> **The request**: Please count the lines in the entries below that contain the string "link" and reply with that number alone.

Items from a data source:
Start

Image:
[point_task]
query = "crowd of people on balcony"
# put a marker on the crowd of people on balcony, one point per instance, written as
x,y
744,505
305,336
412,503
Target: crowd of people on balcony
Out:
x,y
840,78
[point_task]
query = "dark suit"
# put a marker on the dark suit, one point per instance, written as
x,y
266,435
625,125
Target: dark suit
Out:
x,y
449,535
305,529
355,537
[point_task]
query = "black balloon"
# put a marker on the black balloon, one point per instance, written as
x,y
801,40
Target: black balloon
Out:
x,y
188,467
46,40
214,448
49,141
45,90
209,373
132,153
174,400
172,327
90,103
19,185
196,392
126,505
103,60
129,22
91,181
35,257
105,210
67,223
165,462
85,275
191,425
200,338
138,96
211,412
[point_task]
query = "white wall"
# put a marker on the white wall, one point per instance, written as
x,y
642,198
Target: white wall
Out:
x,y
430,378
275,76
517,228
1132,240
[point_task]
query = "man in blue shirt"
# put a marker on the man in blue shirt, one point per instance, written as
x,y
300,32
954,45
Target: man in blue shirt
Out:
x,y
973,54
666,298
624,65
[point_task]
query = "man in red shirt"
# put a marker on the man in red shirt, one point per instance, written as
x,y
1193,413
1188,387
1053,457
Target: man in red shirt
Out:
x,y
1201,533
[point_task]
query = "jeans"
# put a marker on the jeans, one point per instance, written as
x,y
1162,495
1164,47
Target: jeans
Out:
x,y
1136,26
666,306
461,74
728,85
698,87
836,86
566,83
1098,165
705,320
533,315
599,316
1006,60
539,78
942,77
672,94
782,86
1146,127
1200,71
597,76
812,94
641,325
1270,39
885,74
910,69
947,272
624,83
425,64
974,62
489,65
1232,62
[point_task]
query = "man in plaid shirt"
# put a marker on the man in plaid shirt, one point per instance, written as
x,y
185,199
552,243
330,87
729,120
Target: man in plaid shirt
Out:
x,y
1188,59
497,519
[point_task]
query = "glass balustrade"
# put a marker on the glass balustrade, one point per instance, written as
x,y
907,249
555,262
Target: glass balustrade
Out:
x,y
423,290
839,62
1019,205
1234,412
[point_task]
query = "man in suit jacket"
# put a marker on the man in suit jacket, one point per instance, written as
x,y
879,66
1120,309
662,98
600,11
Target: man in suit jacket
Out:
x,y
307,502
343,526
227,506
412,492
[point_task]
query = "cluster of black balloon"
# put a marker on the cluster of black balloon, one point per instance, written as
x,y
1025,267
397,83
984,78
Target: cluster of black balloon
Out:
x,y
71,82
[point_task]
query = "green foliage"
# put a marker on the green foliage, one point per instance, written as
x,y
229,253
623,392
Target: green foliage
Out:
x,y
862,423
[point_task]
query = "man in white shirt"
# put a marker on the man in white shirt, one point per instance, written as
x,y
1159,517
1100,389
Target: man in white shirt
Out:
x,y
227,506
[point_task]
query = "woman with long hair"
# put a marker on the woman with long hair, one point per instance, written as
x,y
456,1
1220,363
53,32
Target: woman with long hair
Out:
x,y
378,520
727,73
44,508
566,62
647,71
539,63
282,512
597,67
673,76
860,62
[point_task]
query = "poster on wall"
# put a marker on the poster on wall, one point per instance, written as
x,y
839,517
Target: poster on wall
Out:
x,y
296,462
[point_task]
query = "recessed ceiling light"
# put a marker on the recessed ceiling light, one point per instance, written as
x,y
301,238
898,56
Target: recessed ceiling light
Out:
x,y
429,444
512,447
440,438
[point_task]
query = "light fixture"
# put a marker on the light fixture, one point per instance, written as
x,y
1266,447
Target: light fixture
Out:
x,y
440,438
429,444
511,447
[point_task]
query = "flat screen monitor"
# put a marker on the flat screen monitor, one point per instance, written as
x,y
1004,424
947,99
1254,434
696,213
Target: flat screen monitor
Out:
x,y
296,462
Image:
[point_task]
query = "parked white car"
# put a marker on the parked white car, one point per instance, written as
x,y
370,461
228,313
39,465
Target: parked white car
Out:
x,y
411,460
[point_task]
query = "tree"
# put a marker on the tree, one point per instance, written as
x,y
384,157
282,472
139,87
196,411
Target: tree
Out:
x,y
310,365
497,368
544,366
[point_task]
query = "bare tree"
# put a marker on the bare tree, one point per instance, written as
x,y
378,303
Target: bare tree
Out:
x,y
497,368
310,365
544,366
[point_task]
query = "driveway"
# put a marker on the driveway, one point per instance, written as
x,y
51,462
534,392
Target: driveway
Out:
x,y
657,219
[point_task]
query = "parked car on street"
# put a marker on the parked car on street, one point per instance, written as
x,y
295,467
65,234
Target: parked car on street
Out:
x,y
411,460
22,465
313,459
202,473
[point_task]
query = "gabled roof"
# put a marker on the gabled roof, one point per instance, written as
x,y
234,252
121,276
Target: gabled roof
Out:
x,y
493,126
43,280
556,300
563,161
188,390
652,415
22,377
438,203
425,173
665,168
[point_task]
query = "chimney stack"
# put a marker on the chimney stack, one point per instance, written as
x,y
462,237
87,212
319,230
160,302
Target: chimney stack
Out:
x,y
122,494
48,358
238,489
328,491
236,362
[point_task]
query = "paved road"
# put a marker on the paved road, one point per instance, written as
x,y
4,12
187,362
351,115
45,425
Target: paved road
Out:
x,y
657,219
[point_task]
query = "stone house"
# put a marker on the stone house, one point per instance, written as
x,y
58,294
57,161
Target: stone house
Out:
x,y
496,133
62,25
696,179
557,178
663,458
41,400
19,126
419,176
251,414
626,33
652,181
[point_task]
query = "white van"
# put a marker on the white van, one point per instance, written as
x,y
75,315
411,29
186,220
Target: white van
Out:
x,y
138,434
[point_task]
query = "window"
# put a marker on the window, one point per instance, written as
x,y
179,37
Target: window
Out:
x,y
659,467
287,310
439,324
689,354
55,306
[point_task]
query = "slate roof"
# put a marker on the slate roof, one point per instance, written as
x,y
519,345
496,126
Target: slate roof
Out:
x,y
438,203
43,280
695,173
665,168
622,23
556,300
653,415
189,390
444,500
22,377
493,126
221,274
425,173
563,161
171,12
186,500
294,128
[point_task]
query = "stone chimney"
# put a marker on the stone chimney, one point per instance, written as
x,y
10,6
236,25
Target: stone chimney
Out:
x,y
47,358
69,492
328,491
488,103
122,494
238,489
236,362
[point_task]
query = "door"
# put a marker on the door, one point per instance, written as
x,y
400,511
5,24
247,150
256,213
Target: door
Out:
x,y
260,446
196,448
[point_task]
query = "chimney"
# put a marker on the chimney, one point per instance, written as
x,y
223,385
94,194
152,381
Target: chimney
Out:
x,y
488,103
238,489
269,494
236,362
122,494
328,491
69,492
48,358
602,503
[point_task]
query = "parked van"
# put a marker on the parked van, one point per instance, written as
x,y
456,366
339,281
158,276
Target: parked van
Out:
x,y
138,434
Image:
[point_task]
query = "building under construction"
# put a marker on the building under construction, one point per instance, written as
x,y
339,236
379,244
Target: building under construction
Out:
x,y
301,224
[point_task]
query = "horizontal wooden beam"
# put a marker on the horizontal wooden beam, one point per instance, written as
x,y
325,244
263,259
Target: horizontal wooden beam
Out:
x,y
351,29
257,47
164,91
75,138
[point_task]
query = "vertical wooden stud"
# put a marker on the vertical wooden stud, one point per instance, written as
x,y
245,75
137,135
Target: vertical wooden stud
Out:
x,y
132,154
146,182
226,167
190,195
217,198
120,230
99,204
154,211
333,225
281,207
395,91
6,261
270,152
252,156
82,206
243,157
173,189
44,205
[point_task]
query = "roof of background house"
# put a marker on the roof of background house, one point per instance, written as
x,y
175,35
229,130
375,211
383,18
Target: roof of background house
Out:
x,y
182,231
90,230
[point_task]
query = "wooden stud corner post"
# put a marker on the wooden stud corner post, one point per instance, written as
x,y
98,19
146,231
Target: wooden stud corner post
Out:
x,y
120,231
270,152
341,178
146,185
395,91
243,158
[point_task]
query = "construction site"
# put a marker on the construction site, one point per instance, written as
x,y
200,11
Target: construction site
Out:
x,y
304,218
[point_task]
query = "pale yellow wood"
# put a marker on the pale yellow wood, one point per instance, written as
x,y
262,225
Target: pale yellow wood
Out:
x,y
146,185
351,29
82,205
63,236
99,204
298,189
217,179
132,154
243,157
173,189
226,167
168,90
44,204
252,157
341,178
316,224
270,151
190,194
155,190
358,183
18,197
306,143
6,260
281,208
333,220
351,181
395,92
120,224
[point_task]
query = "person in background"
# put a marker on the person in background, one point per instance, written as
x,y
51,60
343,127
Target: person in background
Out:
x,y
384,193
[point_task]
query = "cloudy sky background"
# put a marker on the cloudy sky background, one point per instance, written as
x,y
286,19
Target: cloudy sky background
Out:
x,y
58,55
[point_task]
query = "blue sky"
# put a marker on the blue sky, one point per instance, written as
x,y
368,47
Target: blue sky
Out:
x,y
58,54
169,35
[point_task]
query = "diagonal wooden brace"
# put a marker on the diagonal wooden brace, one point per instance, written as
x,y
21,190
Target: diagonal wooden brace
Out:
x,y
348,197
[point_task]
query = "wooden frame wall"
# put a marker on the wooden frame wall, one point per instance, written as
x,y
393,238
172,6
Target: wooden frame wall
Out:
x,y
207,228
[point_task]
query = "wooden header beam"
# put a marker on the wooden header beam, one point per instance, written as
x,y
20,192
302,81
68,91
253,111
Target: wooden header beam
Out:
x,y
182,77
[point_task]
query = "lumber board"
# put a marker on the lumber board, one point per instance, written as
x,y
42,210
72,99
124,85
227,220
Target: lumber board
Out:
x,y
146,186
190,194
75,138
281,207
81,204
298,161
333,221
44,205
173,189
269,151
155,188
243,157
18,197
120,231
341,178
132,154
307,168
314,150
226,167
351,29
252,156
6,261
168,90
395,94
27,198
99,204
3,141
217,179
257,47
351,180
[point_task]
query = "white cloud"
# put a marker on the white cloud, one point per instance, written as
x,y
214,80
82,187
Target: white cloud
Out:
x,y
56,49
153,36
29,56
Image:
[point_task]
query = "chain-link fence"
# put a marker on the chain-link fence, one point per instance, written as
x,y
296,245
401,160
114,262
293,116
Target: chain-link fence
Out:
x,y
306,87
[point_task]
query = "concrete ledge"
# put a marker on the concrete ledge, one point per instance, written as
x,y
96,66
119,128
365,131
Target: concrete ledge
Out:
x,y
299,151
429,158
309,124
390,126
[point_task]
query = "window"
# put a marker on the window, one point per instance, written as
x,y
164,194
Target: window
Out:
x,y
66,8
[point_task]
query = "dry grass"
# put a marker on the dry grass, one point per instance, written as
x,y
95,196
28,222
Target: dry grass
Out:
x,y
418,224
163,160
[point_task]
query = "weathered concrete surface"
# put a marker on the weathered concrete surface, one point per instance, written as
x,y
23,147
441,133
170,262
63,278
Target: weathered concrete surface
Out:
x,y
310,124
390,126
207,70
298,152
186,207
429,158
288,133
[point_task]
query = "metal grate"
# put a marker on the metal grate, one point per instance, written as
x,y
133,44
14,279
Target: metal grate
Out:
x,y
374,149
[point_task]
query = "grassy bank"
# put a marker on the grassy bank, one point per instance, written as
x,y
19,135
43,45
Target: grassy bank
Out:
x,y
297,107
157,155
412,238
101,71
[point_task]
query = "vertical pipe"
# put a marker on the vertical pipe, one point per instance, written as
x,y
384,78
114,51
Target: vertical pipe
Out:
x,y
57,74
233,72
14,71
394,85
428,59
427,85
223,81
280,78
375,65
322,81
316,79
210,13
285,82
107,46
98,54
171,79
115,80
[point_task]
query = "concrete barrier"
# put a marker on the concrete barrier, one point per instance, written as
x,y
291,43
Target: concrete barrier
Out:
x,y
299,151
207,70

End

> **Written answer**: 3